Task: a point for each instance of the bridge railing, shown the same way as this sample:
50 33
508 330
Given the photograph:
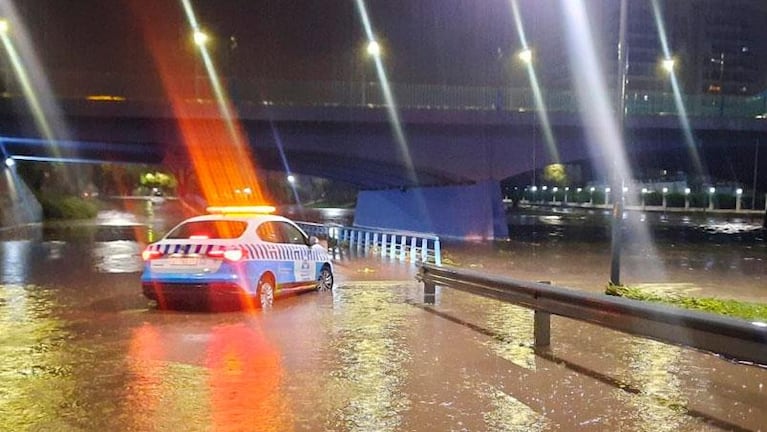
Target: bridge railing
730 338
400 245
78 84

▬▬▬▬▬▬

# TASK DIRECTIONS
Reproduce the material above word for word, omitting the picture.

# EXERCISE RESPONSE
Task: a point for each instance of the bridge railing, shown the same way as this sample:
50 33
508 330
Given the photograph:
Target: bridge railing
730 338
400 245
78 84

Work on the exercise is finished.